--- Entries shown Enclosed Below ---

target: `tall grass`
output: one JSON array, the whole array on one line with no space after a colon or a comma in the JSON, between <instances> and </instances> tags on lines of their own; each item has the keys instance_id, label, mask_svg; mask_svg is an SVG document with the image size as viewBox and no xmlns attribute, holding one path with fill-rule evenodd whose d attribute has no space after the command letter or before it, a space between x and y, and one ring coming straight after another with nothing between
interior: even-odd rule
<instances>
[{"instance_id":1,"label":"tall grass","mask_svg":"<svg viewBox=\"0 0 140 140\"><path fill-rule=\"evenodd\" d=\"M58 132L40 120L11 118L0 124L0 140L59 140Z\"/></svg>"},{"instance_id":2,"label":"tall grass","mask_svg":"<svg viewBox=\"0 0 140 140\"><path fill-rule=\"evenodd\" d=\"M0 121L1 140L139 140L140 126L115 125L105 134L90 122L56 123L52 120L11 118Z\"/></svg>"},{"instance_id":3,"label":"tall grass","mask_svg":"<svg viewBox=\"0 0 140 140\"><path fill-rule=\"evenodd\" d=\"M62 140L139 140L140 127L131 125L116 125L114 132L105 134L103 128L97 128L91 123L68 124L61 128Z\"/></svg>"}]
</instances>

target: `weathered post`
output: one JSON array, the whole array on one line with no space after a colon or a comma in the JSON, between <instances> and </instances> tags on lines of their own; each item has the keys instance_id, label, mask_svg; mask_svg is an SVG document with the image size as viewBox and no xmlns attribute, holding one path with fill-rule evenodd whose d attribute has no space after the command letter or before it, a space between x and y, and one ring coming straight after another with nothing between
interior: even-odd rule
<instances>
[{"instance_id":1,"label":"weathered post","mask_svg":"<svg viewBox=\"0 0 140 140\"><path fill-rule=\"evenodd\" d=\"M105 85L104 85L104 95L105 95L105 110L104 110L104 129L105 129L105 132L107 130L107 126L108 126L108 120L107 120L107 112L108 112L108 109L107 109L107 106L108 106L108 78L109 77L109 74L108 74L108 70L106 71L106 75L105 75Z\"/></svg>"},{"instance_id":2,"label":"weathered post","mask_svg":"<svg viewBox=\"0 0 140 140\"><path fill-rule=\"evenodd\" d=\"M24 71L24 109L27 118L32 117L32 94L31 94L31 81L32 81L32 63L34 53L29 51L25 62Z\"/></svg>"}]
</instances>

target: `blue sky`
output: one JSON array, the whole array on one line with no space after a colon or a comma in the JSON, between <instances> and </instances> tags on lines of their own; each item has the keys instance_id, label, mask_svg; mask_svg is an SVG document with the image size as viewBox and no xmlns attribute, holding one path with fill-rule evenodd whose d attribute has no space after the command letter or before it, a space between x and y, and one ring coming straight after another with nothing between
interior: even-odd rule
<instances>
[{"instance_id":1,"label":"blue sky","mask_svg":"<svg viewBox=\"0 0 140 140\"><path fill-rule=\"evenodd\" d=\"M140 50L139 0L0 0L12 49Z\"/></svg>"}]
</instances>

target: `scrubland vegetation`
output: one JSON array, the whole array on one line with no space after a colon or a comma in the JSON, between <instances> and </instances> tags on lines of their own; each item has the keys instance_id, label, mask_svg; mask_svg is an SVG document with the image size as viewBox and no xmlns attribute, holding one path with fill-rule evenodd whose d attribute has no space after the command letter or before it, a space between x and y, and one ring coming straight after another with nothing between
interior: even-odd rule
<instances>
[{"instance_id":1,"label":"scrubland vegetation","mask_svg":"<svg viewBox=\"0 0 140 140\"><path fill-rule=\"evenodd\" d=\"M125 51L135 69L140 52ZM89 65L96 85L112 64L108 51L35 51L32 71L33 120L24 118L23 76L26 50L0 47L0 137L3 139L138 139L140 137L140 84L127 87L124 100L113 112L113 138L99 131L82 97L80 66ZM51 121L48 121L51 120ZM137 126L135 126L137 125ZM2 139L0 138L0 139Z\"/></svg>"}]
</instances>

--- End of Enclosed Entries shown ---

> _Action item_
From the entries above, select each line containing the string "target".

> _Solved problem_
target: `tall grass`
target: `weathered post`
target: `blue sky`
target: `scrubland vegetation`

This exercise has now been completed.